**DESCRIPTION OF THE TASK**. Rewrite the rows below, changing every "endpoint" to "service" and leaving everything else as it is.
## begin
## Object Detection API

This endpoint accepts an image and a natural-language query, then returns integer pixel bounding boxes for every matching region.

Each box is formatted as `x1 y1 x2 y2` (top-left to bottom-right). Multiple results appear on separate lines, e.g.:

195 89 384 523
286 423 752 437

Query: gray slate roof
## end
**COMPLETE OUTPUT**.
## Object Detection API

This service accepts an image and a natural-language query, then returns integer pixel bounding boxes for every matching region.

Each box is formatted as `x1 y1 x2 y2` (top-left to bottom-right). Multiple results appear on separate lines, e.g.:

195 89 384 523
286 423 752 437

Query: gray slate roof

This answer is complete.